▸ **TASK INPUT**:
....
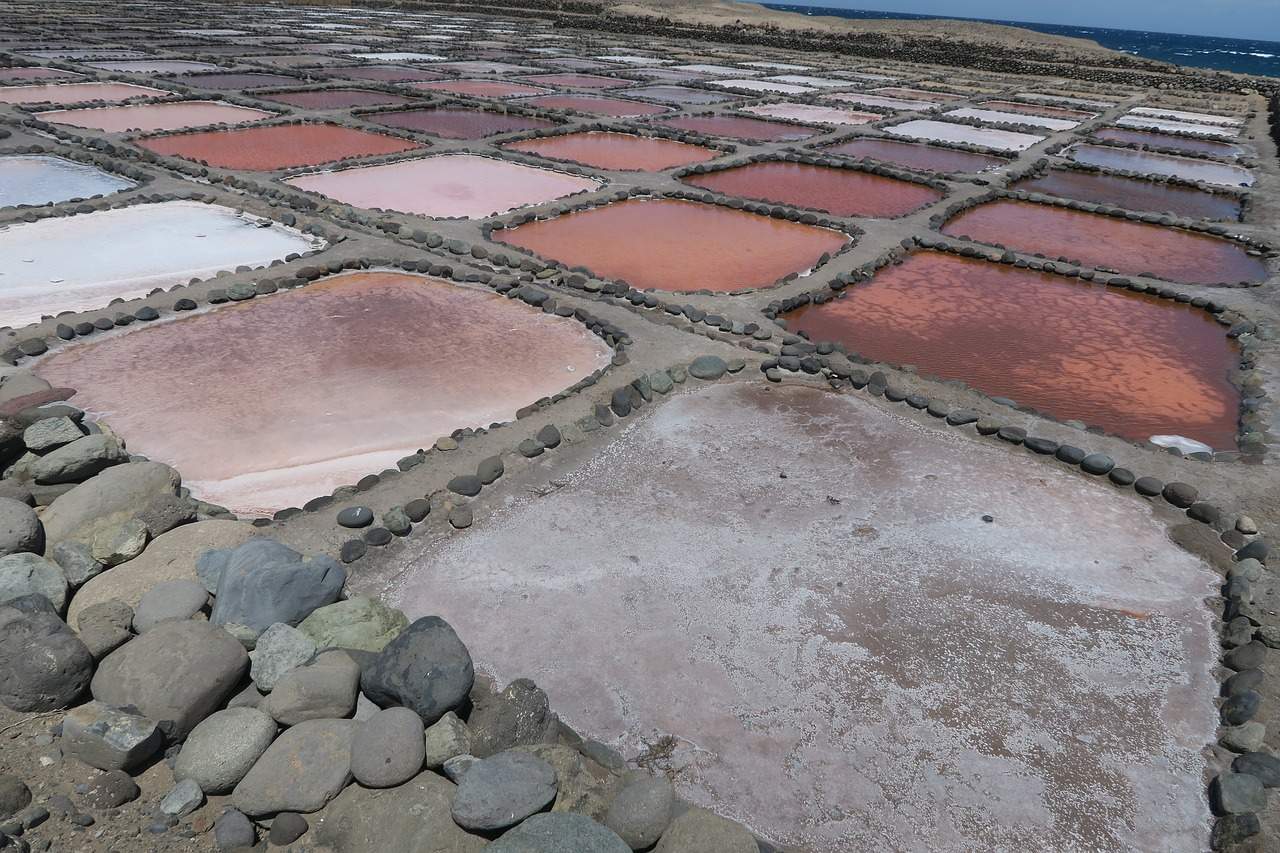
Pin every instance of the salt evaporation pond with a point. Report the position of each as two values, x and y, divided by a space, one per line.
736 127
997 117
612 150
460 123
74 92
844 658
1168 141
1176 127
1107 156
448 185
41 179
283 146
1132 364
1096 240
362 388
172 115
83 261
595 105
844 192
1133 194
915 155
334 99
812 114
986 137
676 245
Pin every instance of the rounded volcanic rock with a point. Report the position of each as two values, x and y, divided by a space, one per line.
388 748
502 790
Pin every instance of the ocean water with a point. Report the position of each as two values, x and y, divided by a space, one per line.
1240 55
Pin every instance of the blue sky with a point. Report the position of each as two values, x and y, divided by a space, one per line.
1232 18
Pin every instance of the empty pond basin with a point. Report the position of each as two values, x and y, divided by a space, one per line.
....
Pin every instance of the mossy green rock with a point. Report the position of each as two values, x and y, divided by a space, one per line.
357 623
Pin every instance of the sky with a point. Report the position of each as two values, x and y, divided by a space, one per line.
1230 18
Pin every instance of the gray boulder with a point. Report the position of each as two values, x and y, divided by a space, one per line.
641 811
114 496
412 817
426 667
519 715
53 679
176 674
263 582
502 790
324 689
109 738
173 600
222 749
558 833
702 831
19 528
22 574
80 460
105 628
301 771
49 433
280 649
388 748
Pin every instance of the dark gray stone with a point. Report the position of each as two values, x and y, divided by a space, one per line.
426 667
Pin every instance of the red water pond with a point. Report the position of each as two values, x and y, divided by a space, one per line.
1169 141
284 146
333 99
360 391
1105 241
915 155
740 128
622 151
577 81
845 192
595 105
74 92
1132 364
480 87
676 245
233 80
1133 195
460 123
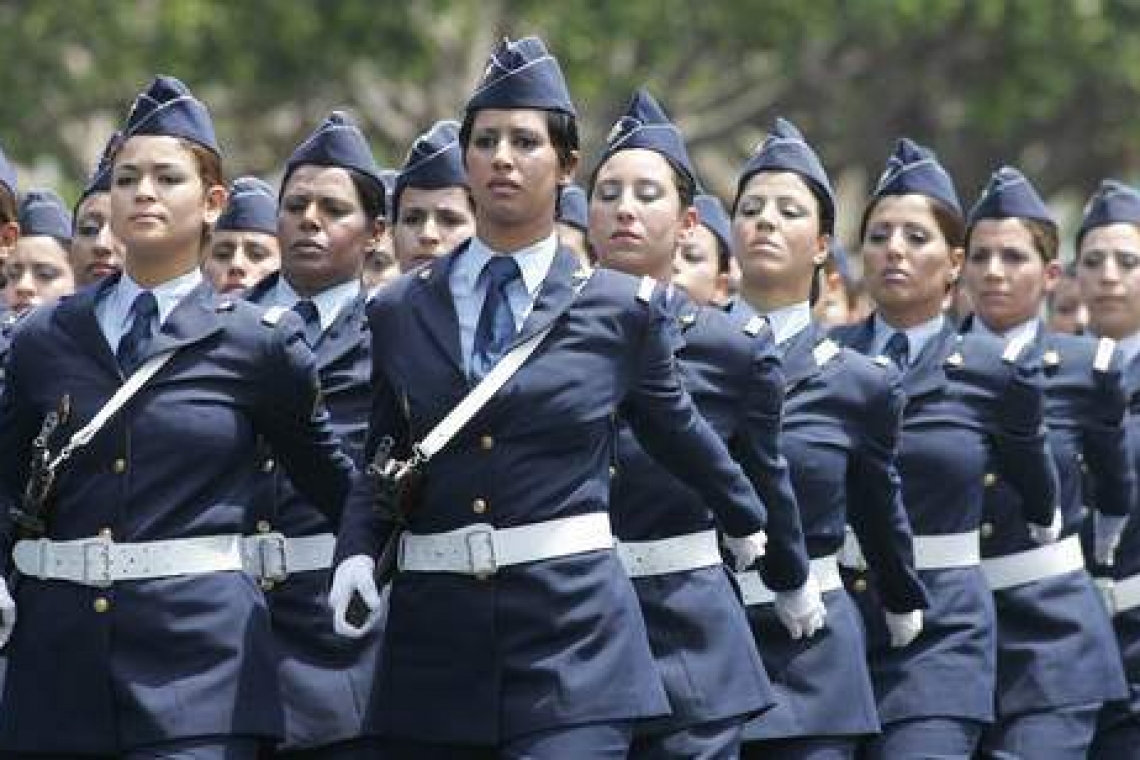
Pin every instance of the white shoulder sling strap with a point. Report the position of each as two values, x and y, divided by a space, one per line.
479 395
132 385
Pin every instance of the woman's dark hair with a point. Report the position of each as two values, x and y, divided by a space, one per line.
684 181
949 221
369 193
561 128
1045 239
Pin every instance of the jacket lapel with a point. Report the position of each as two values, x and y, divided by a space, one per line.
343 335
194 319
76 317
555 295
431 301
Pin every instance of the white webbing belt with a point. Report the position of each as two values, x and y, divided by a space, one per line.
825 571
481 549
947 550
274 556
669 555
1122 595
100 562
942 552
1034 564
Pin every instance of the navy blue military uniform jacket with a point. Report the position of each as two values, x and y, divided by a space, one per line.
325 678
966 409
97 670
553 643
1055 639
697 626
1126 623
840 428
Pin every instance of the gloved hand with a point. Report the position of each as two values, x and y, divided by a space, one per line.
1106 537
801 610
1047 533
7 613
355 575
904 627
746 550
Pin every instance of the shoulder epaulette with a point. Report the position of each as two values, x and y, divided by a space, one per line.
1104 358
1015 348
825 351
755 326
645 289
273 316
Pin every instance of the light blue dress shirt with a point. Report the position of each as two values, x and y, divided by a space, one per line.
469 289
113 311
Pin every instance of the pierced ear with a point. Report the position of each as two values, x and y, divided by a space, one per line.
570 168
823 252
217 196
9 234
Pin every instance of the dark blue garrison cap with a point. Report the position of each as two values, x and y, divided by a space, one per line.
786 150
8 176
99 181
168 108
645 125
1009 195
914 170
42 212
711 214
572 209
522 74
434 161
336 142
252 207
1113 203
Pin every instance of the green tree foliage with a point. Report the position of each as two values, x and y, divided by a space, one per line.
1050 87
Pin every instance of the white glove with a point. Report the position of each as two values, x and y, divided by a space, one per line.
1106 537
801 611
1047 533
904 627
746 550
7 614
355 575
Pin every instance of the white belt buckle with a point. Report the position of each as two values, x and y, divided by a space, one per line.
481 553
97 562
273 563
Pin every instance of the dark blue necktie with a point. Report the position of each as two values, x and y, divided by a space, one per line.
....
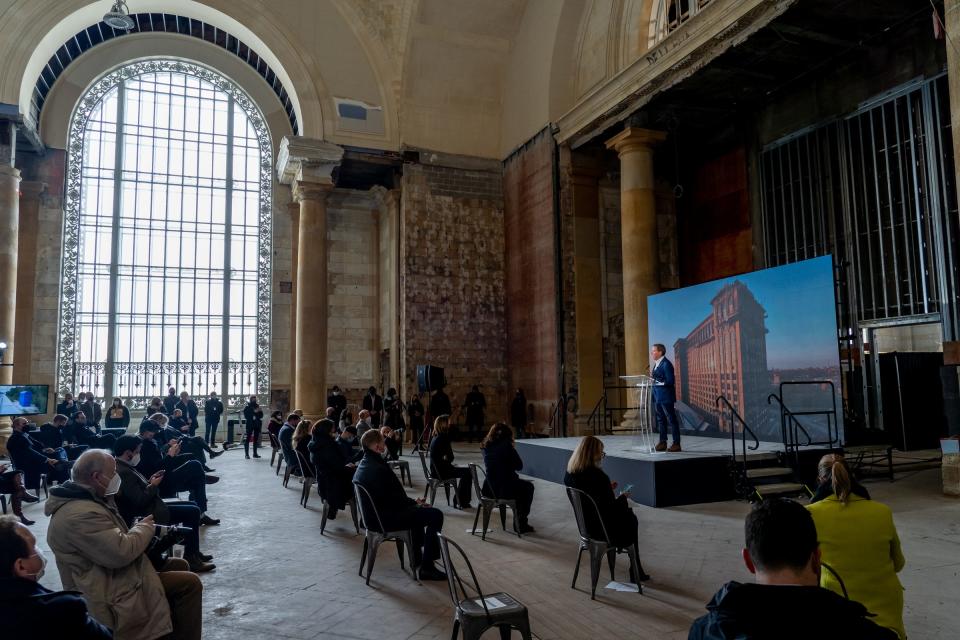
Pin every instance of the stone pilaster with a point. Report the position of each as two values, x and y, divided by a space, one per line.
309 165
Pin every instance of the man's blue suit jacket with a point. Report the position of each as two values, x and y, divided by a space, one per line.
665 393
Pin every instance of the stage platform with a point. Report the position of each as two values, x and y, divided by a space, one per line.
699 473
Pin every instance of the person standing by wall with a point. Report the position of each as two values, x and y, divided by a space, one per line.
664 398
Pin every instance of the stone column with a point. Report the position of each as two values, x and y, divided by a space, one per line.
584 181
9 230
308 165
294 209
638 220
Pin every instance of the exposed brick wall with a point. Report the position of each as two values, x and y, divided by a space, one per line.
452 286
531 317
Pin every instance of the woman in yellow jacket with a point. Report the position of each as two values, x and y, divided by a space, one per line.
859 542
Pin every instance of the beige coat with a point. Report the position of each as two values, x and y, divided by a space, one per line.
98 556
....
▸ **EXERCISE REQUIREMENTS**:
Restate word for word the entries above from the line with "Pin every instance of the salt" through the line with "Pin every instance of the empty", inclusive, leaving out everything else.

▸ **EXERCISE OUTPUT**:
Pin every instance of the salt evaporation pond with a point. Report the position of each as two values, x and y, divided by a space, one per line.
736 127
997 117
612 150
460 123
74 92
844 658
1168 141
1176 127
1107 156
448 185
41 179
283 146
1132 364
1096 240
362 388
172 115
83 261
595 105
844 192
1133 194
915 155
334 99
812 114
986 137
676 245
Pin every instance of the rounded volcanic rock with a point. Report the position of each as two values, x and y, divided by a space, one per line.
388 748
502 790
Pin every instance of the ocean water with a point. Report the position of each as two values, x and y, divided by a space, one per line.
1240 55
Pin every instance of the blue sky with a point. Report the position of each as two values, x and y, divided by a space, one per line.
1232 18
Pin every instance of the empty pond basin with a point. Report the position of each as two values, x and y, divided by a space, one per line.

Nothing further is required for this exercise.